— Start DATA IN THIS EXERCISE —

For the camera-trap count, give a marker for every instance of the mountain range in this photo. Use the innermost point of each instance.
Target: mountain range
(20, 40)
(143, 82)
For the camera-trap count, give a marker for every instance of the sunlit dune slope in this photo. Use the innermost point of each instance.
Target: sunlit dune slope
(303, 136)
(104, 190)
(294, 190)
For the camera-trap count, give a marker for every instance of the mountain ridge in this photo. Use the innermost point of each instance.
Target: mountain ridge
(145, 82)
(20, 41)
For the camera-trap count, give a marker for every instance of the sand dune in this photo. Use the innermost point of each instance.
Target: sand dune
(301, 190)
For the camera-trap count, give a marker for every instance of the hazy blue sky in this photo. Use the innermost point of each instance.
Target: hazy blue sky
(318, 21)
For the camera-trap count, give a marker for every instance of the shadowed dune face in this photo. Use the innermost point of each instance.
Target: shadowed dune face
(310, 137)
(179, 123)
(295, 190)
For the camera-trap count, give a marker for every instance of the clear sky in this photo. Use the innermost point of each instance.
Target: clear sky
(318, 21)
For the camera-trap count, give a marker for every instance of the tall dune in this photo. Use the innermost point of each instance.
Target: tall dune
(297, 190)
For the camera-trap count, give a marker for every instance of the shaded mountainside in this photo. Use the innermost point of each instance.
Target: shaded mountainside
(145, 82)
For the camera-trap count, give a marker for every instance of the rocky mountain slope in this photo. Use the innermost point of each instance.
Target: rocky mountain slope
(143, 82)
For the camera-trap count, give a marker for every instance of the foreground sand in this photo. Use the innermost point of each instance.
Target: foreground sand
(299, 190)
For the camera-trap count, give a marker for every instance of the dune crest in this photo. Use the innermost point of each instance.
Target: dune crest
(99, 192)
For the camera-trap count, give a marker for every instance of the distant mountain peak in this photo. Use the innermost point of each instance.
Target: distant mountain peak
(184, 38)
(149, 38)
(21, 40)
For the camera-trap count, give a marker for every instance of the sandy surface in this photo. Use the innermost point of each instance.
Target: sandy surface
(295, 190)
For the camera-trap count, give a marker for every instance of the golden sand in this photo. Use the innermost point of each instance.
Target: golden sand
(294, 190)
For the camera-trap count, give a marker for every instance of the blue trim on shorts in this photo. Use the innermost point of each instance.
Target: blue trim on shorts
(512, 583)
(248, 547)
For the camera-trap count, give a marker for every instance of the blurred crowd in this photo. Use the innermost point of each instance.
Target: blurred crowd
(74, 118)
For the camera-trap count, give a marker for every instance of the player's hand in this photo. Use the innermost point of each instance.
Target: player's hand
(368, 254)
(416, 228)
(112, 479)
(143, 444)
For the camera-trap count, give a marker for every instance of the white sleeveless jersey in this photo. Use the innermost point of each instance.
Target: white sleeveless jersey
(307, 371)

— End DATA IN THIS EXERCISE —

TASK DESCRIPTION: Write out, unchanged, the stretch from the line containing "of the sandy" through the end of the records.

THE ANSWER:
For the camera-trap count, give a marker for every instance of the sandy surface in this photo. Use the innermost point of each instance.
Target: sandy surface
(295, 190)
For the camera-trap count, give a marker for every instance of the golden sand in this photo. Use the innermost point of each instance.
Target: golden sand
(294, 190)
For the camera-trap count, give a marker for every instance of the blue trim on shorts in this photo. Use the innermost point of each instance.
Target: blue trim on shorts
(512, 583)
(248, 547)
For the camera-trap count, give a marker for every instance of the blurred crowd in this photo. Use the innermost point of each instance.
Target: blurred crowd
(74, 118)
For the camera-trap count, give a marker for every instance of the player's hand in this photo. Use the innermost point of each instance.
Target: player's hand
(368, 254)
(416, 228)
(112, 479)
(143, 444)
For the camera-trap count, give a marker for every instance of the white sleeveless jersey in this photo. Use the innermost point of each instance.
Target: white sleeveless jersey
(307, 371)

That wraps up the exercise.